(Named object pointing entries)
####

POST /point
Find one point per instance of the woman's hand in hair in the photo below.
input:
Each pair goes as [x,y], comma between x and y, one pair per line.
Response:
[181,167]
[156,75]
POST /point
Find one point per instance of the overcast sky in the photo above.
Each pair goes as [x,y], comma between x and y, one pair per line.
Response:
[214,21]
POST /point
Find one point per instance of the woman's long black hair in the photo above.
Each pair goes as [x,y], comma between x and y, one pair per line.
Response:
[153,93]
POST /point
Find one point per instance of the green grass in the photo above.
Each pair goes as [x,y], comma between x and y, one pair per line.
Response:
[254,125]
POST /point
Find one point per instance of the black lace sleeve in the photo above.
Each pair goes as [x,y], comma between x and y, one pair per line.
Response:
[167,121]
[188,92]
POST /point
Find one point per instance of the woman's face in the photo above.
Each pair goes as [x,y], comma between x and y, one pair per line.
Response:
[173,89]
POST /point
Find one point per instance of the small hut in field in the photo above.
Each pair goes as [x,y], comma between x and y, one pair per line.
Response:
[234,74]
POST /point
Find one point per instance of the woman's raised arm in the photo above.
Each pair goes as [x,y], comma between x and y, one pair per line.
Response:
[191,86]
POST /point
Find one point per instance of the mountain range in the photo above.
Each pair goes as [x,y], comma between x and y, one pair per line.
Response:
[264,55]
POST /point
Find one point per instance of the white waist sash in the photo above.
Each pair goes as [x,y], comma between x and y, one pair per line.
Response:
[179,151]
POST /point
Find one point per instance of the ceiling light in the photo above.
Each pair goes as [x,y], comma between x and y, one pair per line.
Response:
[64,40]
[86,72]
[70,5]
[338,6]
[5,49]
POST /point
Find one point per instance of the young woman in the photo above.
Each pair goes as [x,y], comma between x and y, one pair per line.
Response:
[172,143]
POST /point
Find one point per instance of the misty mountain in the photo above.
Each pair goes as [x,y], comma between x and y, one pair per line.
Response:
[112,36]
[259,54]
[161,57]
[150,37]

####

## [Required work]
Extract each line of the listing above, copying it word for word.

## [Exercise solution]
POST /point
Find one point per instance of the woman's hand in hair in the photo below.
input:
Each pair goes as [x,y], comma between x and y, one pair per line.
Response:
[181,167]
[156,75]
POST /point
Find one point per instance of the overcast sky in the photo above.
Each pair goes as [x,y], comma between x and y, one pair per line.
Response:
[214,21]
POST /point
Find one point per instance of the woman's long black hair in the photo above.
Each pair goes as [x,y], comma between x and y, one pair per line.
Response:
[153,93]
POST /point
Find one point per instance of the green grass in the photo above.
Each pair goes as [x,y], comma between x and y, one pair per line.
Response:
[254,125]
POST /point
Find one point per instance of the black lace sleeve in the photo above.
Each pair goes as [x,y], comma between x and y, one pair per line.
Response:
[167,121]
[188,92]
POST /point
Find one point per instance of the woman's face in the photo above.
Each pair goes as [x,y], comma between x and y, one pair per line.
Response:
[173,89]
POST /point
Find one point per instance of the small hut in field in the photo above.
Each pair goes as [x,y], comma between x and y, one pair per line.
Response:
[234,74]
POST /point
Find one point per instance of the woman's raised arm in the photo above.
Each pair goes as [x,y], comma between x and y, one pair per line.
Response:
[191,86]
POST /point
Find one point per instance of the mountain range in the photo above.
Each pair goes as [x,y], comma between x and y, one pair per line.
Response:
[264,55]
POST /point
Find one point per instance of the white waist sash in the photo above.
Each pair goes as [x,y], comma between x and y, one pair per line.
Response:
[179,151]
POST /point
Find one point per instance of the ceiling light in the photo above.
Each pair goes as [x,y], comma between x and y, one pair per line.
Response:
[64,40]
[86,72]
[70,5]
[338,6]
[5,49]
POST /point
Find one point per instance of the young woman in the photo above.
Each pair goes as [x,y], comma between x and y, one pair per line.
Response:
[172,143]
POST /point
Find one point per instance of the misty mountain in the photo above.
Each pair goes as [x,y], comma between x and y, one pair per line.
Response:
[112,36]
[259,54]
[161,57]
[150,37]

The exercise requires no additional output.